=== Input records ===

-----

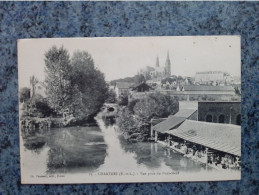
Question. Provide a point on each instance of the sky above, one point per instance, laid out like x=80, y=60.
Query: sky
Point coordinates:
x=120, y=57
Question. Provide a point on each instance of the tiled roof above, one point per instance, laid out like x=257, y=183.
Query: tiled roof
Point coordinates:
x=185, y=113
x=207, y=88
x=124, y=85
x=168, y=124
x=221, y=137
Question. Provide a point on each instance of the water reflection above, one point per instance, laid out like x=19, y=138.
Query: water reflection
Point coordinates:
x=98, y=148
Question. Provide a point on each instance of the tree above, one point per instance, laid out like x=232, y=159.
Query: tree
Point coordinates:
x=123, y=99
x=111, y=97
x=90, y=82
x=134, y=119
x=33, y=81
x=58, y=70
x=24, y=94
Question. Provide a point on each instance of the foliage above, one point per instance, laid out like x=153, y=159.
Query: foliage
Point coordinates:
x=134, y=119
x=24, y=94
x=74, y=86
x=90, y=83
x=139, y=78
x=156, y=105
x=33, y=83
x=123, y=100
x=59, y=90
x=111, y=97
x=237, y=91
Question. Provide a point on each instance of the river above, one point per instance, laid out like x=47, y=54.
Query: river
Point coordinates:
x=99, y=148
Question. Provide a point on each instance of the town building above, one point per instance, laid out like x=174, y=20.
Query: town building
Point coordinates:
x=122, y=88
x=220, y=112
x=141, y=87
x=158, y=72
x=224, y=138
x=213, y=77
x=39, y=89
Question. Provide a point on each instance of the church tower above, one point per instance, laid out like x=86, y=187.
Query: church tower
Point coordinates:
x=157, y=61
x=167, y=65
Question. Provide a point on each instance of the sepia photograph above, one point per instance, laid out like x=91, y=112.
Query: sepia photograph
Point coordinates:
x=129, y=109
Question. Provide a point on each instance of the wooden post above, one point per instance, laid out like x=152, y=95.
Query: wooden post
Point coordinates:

-----

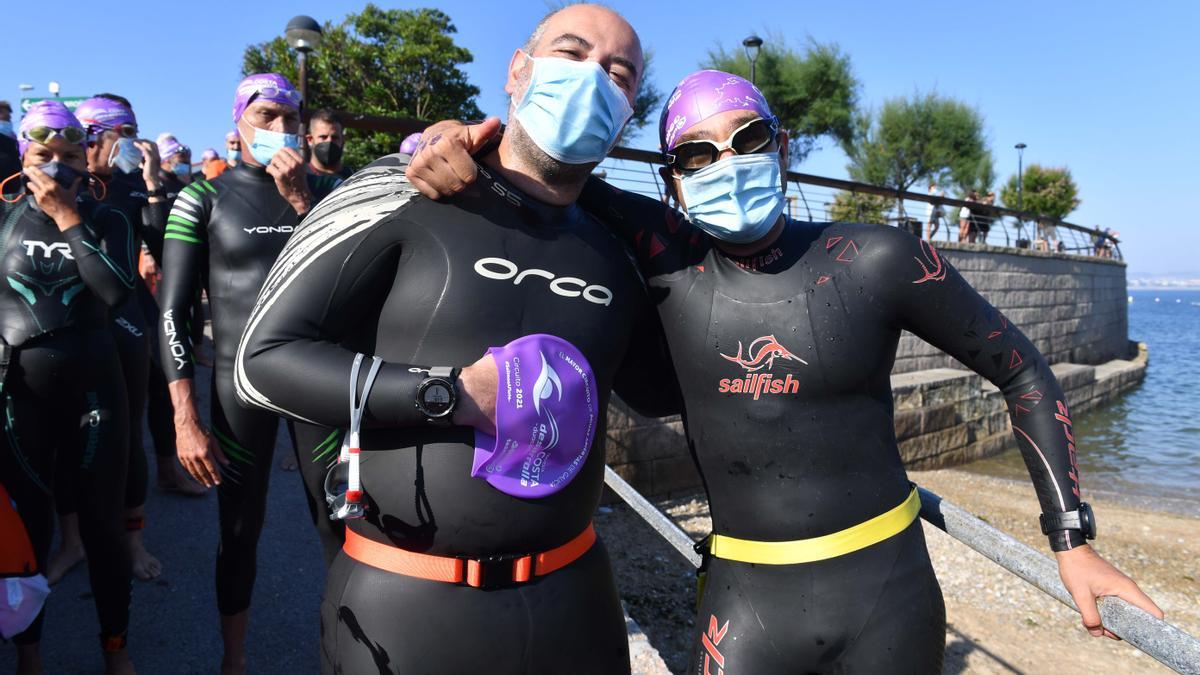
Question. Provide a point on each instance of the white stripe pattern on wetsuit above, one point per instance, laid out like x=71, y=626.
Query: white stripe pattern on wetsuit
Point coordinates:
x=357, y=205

-----

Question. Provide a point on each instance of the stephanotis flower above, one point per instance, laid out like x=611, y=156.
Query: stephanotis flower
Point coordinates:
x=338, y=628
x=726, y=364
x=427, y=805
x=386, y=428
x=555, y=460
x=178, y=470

-----

=== Problem to work on ===
All lines with the word "reflection" need to be copied from the data above.

=== Answer for the task ===
Question. Provide a point on each instance of the water reflection above, one point per instance, laid out like x=19, y=138.
Query: water reflection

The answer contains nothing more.